======== Data section ========

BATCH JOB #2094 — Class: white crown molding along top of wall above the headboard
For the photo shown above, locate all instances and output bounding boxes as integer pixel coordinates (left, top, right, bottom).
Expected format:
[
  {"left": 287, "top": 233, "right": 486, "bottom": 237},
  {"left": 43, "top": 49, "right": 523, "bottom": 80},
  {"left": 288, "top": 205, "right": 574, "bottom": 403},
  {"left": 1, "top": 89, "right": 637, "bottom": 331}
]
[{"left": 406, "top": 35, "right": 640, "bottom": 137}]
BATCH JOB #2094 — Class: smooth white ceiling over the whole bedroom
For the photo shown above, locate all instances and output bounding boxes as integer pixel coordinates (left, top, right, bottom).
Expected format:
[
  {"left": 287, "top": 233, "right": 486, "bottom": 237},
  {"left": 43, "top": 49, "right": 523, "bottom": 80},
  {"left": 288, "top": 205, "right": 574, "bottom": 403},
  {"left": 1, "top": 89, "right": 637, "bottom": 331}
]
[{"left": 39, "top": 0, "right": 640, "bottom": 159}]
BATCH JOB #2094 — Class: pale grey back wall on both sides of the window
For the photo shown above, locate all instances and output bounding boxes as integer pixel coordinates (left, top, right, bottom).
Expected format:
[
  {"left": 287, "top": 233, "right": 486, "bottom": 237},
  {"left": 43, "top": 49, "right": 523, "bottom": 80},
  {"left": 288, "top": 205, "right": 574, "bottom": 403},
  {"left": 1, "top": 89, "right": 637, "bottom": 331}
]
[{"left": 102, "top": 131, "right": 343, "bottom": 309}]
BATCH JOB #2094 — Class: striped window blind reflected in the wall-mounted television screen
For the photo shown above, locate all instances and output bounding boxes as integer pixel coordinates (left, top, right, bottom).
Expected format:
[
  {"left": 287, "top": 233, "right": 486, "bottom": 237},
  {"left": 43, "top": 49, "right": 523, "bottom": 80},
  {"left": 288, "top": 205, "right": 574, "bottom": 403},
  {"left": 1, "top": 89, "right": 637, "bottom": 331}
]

========

* Work required: When a line in the records above contains the word "white", copy it.

* Result of this exercise:
BATCH JOB #2094 — Class: white crown molding along top of wall above the headboard
BATCH JOB #2094 — Class: smooth white ceiling over the whole bedroom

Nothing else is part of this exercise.